*課題の内容:*
1 – 対談について、次の問いに答えてください。
(a) シュンペーターが言ったイノベーションの要素はいくつか。
(b) 新しい生産方法の導入は何イノベーションと呼ばれているか。
(c) ドンキホーテの安田社長は、自分たちは何を売っていると言ったか。
2 – 対談の内容から、ドンキホーテが真夜中というマーケットを発見したとされる理由を、1〜3文で説明せよ。

*本文:*
▽

ホーム > 佐々木かをり対談 win-win > 第28回 米倉 誠一郎さん

28 |
米倉 誠一郎さん
|
|
|
イノベーションの基本は5つ
- 佐々木
そもそもイノベーションっていう言葉は、クリエーティビティっていう言葉と一番近いかと感じてたんですけど。モチベーションのつくり方までが含まれるとは思わなかったんです。あとは具体的にどんなものが?
- 米倉
基本はね、シュンペーターが言った5つの要素の組み合わせ。イノベーションっていうのはニューコンビネーションなんだ、どれも新しい組み合わせなんだということ。
たとえば、化粧品を男性に売ってみる。それまで対象は女性だと思っていたのに、「肌がきれいになりたい」っていうのは男も一緒だな、と。こういったニューコンビネーション。それで、その5つとは、まず第一に新製品の導入。プロダクトイノベーションですね。
で、2番めは、同じ製品でもいいから、新しい作り方、新しい生産方法の導入。これはプロセスイノベーションですよね、日本が得意な。アメリカで発明されたものをより安くより良く作る。
3番めに新しいマーケットの発見。僕が最近いいなと思ったのはドンキホーテのコンセプト。あそこで何を売ってるか知ってます?
- 佐々木
なんでも売ってますよね。
- 米倉
安田社長がね、わたしたちは真夜中を売ってるんだ、って言ったんです。たしかにね、真夜中っていうマーケットを発見したわけですよ。なんでも売ってるけど、別に昼間は入らないんですよ。昼間だったらダイソーに行けばいい。でも深夜12時を過ぎて、人間暇になったりするわけじゃないですか。そのときアメリカだったら24時間スーパーとかがある。時々おもしろいから行くんですよね、夜中に。
だから「真夜中を売ってるんだ」って言われた時に、そうか、マーケットっていろいろあるんだ、アジアのマーケット、真夜中のマーケット。実は早朝っていうマーケットがあったり、ネット上っていうマーケットがあったり。まさにそういうニューマーケットを発見する。

△

*提供情報:*
▽

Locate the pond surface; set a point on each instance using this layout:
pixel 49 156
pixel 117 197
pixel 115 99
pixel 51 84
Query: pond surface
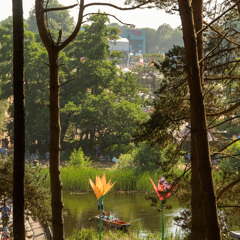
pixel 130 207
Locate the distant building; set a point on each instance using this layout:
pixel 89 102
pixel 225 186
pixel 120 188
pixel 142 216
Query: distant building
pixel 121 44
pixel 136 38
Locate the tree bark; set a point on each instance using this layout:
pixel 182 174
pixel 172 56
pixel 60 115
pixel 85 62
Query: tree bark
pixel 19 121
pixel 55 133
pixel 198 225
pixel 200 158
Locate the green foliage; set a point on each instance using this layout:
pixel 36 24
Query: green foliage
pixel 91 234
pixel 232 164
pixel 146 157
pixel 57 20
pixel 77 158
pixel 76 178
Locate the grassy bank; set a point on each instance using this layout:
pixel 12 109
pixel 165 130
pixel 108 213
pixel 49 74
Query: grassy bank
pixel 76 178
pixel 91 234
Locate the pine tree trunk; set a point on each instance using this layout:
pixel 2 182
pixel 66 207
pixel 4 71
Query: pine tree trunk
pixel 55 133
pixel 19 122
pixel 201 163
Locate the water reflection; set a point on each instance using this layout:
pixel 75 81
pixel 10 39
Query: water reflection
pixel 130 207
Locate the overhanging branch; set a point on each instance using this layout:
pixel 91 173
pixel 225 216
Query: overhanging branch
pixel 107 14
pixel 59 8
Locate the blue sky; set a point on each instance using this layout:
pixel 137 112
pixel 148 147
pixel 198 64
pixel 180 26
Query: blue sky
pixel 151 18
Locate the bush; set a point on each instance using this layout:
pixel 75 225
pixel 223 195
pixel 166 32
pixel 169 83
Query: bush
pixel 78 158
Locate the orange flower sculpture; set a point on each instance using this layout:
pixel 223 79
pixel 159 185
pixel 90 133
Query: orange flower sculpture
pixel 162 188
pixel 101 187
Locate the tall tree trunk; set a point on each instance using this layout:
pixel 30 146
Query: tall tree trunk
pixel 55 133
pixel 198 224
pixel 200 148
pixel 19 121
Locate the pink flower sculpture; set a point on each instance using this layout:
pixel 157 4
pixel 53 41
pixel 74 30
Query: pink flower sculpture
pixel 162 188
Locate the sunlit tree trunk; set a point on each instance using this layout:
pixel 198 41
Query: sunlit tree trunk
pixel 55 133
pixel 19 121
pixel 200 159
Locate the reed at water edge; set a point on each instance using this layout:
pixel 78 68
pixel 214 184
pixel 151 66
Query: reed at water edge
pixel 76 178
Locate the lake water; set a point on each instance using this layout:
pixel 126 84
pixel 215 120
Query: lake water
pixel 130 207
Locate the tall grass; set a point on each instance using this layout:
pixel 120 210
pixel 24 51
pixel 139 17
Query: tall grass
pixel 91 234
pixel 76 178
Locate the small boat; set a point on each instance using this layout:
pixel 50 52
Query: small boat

△

*解答:*
1 –
(a) 5つ
(b) プロセスイノベーション
(c) 真夜中

2 – ドンキホーテはなんでも売っているが、昼間は客が入らず、昼間ならダイソーに行けばよい。一方、深夜12時を過ぎると人は暇になるため、その時間帯を市場としてとらえたからである。